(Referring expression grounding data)
___

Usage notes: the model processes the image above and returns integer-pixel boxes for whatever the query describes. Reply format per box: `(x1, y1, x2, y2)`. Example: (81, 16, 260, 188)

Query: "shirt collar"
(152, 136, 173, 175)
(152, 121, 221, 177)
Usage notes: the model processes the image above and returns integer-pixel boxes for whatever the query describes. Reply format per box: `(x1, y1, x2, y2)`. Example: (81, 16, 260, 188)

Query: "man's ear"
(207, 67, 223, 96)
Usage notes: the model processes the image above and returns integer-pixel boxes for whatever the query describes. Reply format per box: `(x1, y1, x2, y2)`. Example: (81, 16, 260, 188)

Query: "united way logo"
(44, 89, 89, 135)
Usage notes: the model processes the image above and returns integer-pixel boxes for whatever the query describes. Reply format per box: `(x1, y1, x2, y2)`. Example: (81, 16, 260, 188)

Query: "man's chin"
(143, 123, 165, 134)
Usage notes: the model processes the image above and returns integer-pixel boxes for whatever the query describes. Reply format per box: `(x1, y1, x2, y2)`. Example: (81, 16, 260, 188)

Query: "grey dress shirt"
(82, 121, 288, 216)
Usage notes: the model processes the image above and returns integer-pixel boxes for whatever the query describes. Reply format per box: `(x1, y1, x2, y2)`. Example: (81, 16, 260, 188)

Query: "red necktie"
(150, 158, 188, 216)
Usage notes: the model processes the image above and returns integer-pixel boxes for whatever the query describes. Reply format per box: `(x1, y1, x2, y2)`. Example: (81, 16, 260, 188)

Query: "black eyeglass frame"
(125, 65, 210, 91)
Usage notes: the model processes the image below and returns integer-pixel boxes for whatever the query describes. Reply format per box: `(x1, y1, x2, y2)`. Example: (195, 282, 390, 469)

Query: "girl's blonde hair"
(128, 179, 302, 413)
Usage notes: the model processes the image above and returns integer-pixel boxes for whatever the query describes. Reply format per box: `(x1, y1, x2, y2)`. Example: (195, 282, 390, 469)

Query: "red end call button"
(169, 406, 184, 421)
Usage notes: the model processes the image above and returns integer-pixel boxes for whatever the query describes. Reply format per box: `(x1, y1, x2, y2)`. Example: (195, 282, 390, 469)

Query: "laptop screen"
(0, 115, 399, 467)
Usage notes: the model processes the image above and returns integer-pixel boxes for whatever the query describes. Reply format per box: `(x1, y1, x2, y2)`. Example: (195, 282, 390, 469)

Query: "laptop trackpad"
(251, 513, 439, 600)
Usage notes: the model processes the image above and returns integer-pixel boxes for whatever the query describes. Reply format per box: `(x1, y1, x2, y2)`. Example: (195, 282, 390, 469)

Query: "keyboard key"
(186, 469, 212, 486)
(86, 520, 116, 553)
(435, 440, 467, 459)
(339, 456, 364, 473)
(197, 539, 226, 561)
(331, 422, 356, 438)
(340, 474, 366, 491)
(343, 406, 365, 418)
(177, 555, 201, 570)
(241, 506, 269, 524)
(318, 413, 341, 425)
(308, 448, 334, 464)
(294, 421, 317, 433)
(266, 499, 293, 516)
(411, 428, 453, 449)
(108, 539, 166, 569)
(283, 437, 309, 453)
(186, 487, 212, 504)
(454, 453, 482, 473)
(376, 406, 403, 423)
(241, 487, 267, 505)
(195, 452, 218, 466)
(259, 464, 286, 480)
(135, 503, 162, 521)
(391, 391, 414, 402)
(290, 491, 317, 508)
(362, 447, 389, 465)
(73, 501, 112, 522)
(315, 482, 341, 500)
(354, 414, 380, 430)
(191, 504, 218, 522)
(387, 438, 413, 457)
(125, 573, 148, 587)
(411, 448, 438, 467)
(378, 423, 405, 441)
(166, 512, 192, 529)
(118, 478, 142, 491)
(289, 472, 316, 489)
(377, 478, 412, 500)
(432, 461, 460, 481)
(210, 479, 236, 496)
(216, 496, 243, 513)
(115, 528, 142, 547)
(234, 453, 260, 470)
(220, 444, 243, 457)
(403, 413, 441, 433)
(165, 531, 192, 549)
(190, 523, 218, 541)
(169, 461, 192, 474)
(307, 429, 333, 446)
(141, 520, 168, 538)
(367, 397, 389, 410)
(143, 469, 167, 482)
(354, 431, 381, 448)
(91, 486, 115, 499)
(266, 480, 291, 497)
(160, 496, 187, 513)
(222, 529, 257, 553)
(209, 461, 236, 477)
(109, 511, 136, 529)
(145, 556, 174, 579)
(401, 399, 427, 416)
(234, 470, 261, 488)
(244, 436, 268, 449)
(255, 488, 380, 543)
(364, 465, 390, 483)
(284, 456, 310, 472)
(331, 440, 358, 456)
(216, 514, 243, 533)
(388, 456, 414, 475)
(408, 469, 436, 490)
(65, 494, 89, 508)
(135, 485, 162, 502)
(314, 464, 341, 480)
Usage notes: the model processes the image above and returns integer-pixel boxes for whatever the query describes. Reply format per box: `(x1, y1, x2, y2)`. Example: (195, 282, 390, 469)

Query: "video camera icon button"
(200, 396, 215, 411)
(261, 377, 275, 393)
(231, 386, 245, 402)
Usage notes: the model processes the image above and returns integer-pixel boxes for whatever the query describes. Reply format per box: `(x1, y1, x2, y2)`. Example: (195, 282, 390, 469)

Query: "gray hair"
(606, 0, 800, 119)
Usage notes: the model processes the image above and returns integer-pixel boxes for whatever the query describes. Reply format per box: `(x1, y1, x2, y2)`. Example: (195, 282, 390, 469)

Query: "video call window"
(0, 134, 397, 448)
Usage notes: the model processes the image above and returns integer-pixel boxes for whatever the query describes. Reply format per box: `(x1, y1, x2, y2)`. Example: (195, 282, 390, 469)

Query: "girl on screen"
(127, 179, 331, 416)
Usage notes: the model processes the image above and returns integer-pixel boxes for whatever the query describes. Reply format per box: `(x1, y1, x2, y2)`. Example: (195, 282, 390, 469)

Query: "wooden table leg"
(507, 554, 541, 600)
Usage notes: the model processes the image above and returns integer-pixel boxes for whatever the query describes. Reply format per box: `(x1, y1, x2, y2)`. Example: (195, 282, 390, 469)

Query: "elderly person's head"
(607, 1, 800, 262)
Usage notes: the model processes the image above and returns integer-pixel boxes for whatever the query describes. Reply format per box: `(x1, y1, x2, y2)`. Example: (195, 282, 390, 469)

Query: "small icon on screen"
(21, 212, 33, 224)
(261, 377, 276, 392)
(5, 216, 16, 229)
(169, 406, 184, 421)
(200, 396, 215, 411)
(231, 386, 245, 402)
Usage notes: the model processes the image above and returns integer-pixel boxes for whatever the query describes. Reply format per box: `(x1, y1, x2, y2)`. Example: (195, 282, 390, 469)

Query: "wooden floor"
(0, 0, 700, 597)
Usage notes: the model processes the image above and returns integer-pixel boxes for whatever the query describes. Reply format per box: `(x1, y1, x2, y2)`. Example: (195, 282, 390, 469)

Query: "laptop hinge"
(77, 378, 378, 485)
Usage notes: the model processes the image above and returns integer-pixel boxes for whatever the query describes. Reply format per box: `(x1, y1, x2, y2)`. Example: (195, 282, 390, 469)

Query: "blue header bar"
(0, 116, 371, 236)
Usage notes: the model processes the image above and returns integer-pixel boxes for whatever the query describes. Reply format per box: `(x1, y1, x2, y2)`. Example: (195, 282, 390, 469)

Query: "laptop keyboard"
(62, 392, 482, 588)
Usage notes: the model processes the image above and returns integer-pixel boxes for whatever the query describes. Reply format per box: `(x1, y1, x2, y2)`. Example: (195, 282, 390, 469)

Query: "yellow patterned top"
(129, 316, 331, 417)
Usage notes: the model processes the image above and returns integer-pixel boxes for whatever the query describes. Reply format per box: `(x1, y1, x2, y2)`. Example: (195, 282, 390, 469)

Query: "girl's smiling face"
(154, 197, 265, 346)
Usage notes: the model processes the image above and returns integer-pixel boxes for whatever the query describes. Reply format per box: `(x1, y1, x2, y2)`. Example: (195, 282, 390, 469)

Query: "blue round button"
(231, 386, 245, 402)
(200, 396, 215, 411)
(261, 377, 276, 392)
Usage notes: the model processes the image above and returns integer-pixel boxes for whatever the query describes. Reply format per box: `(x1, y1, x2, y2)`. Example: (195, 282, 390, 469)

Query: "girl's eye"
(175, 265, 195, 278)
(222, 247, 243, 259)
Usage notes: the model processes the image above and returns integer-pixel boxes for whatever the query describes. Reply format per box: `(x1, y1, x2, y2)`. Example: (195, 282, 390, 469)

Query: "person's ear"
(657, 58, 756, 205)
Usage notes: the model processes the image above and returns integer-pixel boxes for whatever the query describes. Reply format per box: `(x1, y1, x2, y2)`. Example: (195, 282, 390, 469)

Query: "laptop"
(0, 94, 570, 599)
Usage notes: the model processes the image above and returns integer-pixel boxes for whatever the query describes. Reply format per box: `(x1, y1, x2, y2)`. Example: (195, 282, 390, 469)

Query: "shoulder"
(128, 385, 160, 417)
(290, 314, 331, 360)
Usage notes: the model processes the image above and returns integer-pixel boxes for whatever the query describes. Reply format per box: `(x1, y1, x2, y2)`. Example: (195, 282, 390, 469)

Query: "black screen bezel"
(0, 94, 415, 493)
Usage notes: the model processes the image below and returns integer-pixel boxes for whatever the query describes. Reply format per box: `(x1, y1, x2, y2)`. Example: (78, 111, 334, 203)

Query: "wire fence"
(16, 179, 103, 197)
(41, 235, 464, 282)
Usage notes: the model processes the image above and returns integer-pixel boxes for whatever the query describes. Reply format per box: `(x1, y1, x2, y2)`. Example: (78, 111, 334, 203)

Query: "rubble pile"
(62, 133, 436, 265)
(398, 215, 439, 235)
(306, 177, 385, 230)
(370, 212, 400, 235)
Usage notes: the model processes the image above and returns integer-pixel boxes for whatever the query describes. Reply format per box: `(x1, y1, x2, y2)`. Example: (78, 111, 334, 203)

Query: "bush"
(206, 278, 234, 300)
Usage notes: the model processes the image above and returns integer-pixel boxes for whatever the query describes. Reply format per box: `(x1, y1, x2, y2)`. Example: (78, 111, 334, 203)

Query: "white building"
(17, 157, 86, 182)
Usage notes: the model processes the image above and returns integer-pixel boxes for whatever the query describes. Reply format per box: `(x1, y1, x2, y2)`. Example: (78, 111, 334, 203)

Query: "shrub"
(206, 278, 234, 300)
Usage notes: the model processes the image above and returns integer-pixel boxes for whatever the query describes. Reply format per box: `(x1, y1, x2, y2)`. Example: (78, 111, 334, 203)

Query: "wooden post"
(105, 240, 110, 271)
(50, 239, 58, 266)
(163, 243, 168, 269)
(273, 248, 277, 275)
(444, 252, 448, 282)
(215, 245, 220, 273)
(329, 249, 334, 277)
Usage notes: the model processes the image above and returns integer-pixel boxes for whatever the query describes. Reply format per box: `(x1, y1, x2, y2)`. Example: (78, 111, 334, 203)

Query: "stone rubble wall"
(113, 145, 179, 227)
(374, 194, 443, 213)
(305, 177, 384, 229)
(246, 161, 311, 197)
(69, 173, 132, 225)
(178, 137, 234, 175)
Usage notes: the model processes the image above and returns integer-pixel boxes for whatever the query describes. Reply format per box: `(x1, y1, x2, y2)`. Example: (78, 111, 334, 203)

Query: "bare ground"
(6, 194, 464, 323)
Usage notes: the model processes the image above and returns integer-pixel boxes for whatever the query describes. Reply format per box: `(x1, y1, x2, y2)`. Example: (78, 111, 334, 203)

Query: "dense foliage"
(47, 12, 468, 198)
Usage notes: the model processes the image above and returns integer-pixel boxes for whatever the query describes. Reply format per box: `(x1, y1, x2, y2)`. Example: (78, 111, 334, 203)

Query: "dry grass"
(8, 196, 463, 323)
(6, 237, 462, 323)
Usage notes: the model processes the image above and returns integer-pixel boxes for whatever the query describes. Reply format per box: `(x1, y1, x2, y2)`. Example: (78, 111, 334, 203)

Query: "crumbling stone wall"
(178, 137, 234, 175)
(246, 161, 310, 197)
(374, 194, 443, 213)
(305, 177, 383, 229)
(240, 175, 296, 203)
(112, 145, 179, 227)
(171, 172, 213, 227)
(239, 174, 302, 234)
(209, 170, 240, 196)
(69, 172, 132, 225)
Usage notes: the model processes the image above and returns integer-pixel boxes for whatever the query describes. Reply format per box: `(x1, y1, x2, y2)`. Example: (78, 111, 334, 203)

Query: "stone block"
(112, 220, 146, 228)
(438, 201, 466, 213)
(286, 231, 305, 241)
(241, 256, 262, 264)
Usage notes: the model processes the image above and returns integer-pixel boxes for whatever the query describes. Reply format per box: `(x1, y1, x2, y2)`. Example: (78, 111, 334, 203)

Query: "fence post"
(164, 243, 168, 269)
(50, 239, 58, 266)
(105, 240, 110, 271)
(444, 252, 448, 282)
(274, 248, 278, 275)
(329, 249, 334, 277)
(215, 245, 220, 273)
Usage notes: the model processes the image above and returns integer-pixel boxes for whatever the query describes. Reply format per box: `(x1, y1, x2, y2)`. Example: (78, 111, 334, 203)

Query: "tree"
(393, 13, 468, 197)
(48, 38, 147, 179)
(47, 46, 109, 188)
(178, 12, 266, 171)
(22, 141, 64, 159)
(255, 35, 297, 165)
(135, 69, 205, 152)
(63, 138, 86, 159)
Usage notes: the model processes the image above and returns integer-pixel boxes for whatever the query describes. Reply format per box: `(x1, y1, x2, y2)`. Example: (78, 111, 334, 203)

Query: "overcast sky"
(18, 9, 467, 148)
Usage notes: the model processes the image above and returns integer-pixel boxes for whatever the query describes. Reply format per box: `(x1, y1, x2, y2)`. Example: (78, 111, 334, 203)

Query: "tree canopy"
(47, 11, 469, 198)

___

Instructions to follow -> Search the records for the word "below" and copy every line where it occurs.

Problem solution ->
Usage notes: the model processes the image below and returns integer-pixel boxes for whatever the query describes. Reply format per box: `(x1, y1, x2, y2)`. Example: (195, 282, 390, 469)
Usage notes: the model processes the image below and returns integer-pixel boxes for whatever the query describes. Reply format per box: `(x1, y1, x2, y2)`. Example: (78, 111, 334, 203)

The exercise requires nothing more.